Please reproduce every line of the data below from the line containing "Question. Provide a point on each instance of the blurred white" down to the line containing "x=300, y=198", both included, moving each answer coordinate by -42 and leaving all other text and numbers unchanged.

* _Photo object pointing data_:
== == ==

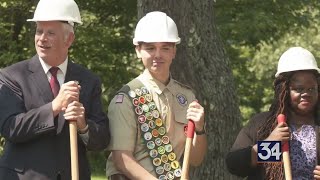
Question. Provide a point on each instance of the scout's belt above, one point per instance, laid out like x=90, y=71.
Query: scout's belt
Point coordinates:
x=153, y=132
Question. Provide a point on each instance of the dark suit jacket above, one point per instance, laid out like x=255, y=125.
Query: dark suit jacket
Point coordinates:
x=37, y=144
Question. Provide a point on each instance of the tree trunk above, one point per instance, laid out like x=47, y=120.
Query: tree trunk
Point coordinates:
x=201, y=63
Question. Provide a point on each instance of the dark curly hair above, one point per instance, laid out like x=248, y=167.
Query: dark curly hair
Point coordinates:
x=280, y=105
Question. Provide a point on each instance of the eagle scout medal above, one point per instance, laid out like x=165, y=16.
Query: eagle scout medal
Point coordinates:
x=168, y=147
x=158, y=122
x=144, y=90
x=132, y=94
x=135, y=101
x=138, y=92
x=165, y=139
x=152, y=106
x=175, y=164
x=182, y=100
x=148, y=97
x=138, y=110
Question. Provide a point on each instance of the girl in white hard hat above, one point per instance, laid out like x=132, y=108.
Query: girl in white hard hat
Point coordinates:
x=296, y=90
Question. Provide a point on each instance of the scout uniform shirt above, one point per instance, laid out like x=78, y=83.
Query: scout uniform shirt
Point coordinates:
x=172, y=101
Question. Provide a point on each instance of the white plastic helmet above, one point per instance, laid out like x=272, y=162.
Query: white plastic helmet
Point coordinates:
x=156, y=27
x=295, y=59
x=57, y=10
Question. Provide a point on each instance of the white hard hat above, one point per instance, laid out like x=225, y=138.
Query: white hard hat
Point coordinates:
x=57, y=10
x=295, y=59
x=156, y=27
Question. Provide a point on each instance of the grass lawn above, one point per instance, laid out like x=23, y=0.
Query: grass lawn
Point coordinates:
x=98, y=177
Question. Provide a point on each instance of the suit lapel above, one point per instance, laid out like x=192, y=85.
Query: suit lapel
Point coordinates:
x=40, y=80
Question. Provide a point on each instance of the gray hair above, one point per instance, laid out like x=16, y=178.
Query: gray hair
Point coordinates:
x=67, y=28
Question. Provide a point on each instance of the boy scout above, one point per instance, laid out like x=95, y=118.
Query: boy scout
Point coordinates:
x=149, y=114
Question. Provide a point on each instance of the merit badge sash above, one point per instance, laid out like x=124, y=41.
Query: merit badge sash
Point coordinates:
x=153, y=132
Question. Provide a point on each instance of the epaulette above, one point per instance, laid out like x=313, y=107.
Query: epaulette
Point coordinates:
x=183, y=85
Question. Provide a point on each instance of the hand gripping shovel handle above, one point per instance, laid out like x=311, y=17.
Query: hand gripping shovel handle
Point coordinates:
x=187, y=150
x=285, y=152
x=74, y=150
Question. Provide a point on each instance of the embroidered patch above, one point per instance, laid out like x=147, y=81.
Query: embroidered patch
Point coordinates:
x=119, y=98
x=182, y=99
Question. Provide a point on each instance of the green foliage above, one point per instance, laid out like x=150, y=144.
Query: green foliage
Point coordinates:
x=103, y=44
x=255, y=34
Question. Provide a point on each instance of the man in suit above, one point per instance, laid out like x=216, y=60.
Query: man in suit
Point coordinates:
x=40, y=95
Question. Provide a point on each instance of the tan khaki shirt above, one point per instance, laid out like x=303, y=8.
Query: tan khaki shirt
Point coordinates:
x=172, y=101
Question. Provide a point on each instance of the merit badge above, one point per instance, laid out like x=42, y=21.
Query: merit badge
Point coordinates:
x=152, y=125
x=182, y=100
x=159, y=122
x=161, y=150
x=138, y=92
x=144, y=90
x=119, y=98
x=148, y=97
x=175, y=164
x=150, y=145
x=162, y=177
x=132, y=94
x=172, y=156
x=158, y=141
x=153, y=153
x=156, y=161
x=167, y=166
x=149, y=116
x=170, y=175
x=155, y=133
x=138, y=110
x=164, y=158
x=185, y=129
x=152, y=106
x=155, y=113
x=142, y=119
x=142, y=100
x=168, y=147
x=145, y=108
x=162, y=131
x=147, y=136
x=135, y=102
x=144, y=127
x=178, y=172
x=165, y=139
x=159, y=170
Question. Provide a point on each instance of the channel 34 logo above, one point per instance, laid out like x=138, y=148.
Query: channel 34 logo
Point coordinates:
x=269, y=151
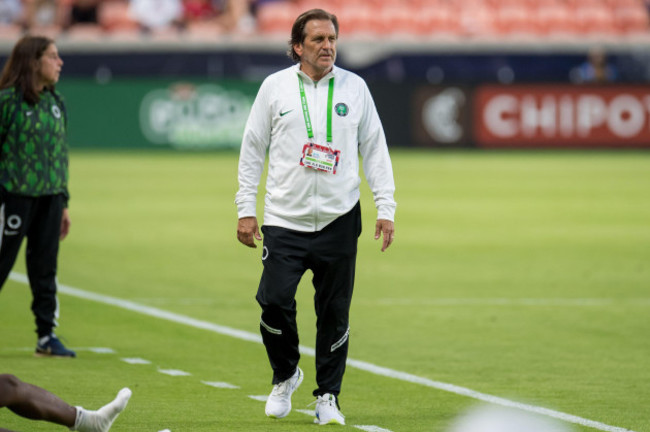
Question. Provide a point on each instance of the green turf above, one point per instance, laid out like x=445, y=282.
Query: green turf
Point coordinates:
x=521, y=275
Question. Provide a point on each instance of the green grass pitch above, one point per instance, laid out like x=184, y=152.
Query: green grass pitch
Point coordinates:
x=520, y=275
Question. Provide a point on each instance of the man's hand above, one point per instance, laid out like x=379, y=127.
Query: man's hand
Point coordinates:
x=65, y=224
x=387, y=229
x=248, y=231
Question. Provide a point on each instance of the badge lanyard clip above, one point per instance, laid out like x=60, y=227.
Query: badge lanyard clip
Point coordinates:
x=305, y=110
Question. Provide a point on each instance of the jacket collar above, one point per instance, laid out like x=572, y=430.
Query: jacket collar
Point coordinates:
x=329, y=75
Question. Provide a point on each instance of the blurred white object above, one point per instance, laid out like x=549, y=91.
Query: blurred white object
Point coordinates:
x=156, y=13
x=490, y=418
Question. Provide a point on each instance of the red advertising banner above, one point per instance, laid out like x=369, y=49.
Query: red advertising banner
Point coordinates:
x=561, y=116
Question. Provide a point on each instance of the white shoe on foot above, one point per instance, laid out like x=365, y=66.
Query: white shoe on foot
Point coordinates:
x=327, y=411
x=278, y=404
x=102, y=419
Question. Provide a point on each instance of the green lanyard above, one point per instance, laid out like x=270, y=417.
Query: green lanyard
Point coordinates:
x=305, y=109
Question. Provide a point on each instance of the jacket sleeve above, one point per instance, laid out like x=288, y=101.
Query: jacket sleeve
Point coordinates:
x=255, y=142
x=376, y=160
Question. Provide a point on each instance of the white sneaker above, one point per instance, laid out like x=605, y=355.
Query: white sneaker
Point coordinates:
x=327, y=412
x=278, y=405
x=102, y=419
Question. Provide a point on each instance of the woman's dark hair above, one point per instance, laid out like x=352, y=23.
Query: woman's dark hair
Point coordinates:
x=298, y=29
x=21, y=69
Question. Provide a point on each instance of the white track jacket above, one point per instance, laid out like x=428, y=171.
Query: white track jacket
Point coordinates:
x=300, y=198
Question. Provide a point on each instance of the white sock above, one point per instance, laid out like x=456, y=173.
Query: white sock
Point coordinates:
x=102, y=419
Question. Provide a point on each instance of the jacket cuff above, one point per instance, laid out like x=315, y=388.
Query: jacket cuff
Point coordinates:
x=386, y=212
x=246, y=209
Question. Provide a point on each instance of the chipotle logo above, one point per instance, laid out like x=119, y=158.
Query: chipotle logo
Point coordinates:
x=554, y=116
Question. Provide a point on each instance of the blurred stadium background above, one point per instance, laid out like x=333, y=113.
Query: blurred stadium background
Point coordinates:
x=445, y=73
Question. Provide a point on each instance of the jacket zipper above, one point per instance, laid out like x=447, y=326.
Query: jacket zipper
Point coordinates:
x=315, y=174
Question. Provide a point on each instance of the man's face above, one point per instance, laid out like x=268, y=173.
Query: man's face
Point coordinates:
x=318, y=51
x=49, y=67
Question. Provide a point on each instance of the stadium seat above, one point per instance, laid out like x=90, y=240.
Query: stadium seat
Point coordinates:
x=113, y=16
x=356, y=19
x=595, y=20
x=631, y=20
x=555, y=20
x=394, y=19
x=439, y=20
x=276, y=17
x=477, y=19
x=516, y=20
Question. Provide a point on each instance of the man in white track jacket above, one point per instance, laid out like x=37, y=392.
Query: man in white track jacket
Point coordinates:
x=314, y=119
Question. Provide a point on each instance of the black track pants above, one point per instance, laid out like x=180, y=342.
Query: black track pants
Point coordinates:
x=38, y=219
x=331, y=255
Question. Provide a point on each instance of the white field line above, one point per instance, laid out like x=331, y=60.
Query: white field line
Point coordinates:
x=358, y=364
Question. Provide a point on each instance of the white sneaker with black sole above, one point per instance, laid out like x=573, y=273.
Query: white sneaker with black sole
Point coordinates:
x=327, y=411
x=278, y=404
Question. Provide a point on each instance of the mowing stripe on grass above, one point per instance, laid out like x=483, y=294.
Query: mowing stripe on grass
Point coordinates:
x=365, y=366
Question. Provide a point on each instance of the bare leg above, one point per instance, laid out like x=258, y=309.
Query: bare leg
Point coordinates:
x=34, y=403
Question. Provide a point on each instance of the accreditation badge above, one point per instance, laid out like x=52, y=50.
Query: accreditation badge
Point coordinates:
x=321, y=158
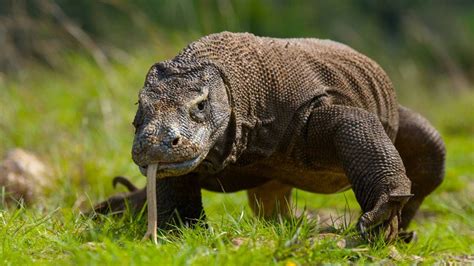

== == ==

* _Exercise result_:
Question. Provide a point on each instance of the blurred white object above, one point per instance, laid out like x=549, y=91.
Query: blurred white object
Point coordinates:
x=114, y=-29
x=448, y=376
Question. Provide a point on each instance of the red advertising banner above, one point per instance, laid out like x=369, y=49.
Query: red advertising banner
Point coordinates:
x=519, y=74
Question. Provide a point on each instance of the white shoe on foot above, one point per instance, laid out like x=365, y=66.
Query: white shoe on foot
Point coordinates:
x=285, y=369
x=236, y=362
x=60, y=377
Question. Provide a point on each instance of the green lanyard above, one point per instance, laid out like x=270, y=417.
Query: green lanyard
Point coordinates:
x=263, y=67
Question. Provide a point on each instance of the jacket sleeve above, one point per instance, laid out like x=288, y=101.
Query: jacket sleeve
Point coordinates:
x=213, y=100
x=334, y=118
Question. Provide a point on each instance of the white sneaker above, one point per instance, laid out like x=605, y=355.
Query: white sneaker
Point coordinates:
x=285, y=370
x=236, y=363
x=60, y=377
Question. Provide a point on each instance of the woman's dark hair above, one point per instance, laid out like x=352, y=23.
Query: woman's dark hair
Point coordinates:
x=256, y=-13
x=-21, y=27
Question. Provide a point on each instance of the white track jacket above, one point per instance, laid out like x=428, y=171.
Query: white track jacket
Point coordinates:
x=258, y=156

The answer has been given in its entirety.